_About this exercise:_ Filter the data for "airplane" and copy matching lines.
### Dataset entries
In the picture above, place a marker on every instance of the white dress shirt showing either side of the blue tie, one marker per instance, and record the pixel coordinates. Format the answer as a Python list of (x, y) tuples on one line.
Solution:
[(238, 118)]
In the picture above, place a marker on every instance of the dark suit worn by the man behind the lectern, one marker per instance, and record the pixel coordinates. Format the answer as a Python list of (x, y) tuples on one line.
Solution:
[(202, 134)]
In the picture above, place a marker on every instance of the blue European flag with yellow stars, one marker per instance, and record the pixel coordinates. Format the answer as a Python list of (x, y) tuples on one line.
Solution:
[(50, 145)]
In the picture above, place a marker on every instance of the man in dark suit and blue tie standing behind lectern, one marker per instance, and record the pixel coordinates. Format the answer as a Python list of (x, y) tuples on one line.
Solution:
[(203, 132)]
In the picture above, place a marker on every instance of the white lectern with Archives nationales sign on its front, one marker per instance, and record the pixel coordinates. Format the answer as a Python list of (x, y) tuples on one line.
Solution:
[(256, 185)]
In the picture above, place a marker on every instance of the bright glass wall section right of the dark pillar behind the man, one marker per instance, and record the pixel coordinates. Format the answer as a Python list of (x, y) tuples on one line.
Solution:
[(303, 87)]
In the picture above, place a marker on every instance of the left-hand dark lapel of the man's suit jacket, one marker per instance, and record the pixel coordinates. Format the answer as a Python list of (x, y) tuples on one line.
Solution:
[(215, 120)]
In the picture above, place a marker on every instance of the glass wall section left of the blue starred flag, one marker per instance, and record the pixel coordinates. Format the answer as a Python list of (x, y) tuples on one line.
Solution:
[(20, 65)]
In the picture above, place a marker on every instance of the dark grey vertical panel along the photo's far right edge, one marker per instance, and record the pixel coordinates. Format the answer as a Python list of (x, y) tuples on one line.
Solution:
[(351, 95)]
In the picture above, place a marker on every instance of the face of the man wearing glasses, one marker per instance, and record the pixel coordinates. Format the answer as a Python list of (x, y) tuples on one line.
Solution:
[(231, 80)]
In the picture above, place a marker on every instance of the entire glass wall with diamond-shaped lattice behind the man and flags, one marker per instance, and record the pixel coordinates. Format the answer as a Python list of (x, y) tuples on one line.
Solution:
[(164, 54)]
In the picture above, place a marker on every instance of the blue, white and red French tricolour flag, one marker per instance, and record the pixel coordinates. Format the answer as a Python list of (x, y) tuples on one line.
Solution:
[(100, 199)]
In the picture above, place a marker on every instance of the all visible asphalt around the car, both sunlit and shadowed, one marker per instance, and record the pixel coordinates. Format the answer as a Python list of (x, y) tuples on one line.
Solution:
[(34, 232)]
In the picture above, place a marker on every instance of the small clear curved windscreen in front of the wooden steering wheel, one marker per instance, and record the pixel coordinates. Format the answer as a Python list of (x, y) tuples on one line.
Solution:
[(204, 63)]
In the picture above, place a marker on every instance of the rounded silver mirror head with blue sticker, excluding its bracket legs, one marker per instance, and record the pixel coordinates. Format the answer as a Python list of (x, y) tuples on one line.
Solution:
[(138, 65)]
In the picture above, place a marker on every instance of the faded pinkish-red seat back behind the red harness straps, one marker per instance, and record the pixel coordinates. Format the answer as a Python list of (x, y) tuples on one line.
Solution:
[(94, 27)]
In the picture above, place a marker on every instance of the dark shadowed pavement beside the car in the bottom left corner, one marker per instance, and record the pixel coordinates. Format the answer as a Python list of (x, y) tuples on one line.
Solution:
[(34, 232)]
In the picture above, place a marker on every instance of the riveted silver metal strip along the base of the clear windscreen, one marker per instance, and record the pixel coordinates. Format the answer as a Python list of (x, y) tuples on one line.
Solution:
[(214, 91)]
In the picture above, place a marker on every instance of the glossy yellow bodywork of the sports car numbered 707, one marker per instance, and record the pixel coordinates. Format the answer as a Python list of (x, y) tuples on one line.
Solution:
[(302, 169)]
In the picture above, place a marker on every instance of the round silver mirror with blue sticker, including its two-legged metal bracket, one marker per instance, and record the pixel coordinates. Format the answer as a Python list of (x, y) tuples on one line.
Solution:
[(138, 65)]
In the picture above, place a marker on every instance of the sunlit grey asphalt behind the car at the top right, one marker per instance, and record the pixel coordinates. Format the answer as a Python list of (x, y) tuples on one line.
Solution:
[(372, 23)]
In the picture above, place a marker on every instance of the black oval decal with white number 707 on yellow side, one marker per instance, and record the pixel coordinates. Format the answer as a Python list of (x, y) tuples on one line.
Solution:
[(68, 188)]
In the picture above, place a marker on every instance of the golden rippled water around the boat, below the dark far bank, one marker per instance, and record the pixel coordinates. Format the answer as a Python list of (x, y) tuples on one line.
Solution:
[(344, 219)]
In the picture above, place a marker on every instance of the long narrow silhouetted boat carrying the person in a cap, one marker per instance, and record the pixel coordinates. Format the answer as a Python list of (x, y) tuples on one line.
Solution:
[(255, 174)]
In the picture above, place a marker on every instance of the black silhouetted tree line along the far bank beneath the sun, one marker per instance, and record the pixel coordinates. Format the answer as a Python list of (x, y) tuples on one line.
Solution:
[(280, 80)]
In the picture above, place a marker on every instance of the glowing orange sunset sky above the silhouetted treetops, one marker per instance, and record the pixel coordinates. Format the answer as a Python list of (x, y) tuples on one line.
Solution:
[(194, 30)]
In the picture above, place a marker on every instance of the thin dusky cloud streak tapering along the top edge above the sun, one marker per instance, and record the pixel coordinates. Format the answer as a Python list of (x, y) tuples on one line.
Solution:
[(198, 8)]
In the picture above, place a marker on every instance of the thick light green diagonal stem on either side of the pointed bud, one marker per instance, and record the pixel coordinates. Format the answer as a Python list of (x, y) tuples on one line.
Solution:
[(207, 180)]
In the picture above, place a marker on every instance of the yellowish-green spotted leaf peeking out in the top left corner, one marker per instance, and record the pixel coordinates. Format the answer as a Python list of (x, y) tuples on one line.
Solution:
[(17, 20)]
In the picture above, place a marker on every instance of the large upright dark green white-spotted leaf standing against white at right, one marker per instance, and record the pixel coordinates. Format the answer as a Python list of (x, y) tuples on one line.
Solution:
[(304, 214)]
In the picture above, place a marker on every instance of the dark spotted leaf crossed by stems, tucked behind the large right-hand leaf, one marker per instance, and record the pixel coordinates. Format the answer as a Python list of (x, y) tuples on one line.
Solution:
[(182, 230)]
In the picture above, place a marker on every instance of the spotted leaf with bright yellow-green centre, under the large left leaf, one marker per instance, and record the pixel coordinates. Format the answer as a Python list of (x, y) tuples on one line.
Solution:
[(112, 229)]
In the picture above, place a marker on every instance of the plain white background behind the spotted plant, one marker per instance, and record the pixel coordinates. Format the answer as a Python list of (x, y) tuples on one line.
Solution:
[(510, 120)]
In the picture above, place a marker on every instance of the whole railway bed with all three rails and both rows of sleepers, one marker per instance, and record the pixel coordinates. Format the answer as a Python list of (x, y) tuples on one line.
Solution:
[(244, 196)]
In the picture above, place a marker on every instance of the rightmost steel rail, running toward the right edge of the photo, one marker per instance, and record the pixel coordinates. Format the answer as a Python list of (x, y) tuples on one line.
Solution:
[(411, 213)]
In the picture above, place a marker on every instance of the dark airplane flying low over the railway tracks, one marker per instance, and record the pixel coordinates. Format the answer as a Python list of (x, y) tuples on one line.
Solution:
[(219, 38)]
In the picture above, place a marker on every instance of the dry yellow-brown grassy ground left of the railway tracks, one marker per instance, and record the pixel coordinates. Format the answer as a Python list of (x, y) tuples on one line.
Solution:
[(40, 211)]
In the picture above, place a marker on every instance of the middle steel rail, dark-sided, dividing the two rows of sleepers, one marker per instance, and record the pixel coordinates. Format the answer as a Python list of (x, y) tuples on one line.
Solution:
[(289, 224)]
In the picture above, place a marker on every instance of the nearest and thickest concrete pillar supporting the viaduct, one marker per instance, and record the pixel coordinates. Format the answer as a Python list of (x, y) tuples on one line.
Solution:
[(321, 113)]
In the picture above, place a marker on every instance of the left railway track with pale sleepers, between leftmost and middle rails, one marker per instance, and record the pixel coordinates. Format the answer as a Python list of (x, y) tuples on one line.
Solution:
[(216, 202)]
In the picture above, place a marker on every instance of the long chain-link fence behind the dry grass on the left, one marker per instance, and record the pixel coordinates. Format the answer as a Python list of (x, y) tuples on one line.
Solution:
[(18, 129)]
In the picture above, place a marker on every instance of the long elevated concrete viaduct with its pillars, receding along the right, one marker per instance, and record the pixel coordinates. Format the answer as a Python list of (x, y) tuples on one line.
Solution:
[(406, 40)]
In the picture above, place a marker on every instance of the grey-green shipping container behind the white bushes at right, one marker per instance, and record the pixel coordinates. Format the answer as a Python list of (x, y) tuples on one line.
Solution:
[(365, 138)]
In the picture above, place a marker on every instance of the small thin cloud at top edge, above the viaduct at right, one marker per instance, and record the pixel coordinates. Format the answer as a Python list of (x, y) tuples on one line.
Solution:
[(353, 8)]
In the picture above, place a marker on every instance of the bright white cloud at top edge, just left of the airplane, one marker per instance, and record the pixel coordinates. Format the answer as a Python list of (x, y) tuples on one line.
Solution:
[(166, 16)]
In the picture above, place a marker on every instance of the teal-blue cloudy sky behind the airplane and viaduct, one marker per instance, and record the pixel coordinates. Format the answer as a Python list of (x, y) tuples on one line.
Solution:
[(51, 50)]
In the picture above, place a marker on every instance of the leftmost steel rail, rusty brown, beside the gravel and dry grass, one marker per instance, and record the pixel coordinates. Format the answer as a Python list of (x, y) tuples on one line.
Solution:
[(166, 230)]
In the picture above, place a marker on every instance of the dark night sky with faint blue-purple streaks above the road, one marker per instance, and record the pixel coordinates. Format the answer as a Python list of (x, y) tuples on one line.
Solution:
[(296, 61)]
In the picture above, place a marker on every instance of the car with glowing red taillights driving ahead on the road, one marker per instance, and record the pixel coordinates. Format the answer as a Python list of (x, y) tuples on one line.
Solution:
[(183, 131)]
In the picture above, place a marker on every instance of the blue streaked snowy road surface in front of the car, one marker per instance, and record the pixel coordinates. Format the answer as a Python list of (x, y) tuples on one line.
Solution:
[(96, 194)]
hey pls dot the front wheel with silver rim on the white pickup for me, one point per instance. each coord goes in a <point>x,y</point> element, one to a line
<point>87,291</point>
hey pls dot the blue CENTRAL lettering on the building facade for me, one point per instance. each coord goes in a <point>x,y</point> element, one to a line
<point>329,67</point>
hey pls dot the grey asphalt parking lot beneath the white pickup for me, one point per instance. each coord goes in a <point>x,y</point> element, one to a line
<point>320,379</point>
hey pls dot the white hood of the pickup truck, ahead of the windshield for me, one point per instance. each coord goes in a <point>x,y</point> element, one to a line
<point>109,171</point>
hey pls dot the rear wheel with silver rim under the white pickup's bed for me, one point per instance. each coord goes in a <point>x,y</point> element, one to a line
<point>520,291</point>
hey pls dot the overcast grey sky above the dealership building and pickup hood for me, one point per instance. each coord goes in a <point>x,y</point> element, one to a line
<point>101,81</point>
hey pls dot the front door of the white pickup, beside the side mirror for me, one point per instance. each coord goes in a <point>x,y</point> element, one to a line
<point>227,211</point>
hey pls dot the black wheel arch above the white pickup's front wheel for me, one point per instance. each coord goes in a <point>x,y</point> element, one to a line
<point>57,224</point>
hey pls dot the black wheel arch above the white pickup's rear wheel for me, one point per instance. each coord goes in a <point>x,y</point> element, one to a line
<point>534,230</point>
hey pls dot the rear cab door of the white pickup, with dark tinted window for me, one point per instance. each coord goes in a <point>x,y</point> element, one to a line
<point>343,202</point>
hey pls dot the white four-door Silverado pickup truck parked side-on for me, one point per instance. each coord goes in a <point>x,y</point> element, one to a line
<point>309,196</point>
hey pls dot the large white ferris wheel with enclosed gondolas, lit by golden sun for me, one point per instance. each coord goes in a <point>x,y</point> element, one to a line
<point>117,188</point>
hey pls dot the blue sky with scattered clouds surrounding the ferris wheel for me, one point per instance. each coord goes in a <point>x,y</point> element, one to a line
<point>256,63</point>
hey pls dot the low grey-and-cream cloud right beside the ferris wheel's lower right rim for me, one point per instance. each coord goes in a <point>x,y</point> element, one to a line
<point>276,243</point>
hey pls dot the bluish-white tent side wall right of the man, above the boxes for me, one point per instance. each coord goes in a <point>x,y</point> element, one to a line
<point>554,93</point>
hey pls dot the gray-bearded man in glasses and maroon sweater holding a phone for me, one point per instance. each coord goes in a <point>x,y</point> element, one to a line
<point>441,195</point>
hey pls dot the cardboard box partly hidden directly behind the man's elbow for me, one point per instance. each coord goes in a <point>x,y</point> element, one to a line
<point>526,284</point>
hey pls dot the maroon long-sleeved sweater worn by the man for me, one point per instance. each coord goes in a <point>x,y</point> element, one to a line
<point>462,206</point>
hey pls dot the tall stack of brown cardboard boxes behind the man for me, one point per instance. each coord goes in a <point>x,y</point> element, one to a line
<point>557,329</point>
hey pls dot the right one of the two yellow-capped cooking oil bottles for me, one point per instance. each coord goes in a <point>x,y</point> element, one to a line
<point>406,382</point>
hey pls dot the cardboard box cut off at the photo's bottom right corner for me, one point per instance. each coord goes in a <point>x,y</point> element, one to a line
######
_Final answer:_
In the picture above, place a marker on every instance of the dark airplane flying low over the railway tracks, one marker per instance, and record the pixel coordinates. Format the answer as a Python list of (x, y) tuples on one line.
In the picture above, place a marker on every instance of the bright white cloud at top edge, just left of the airplane, one marker per instance, and record the pixel coordinates. Format the answer as a Python list of (x, y) tuples on one line.
In the picture above, place a marker on every instance of the teal-blue cloudy sky behind the airplane and viaduct, one marker per instance, and record the pixel coordinates. Format the answer as a Python list of (x, y) tuples on one line.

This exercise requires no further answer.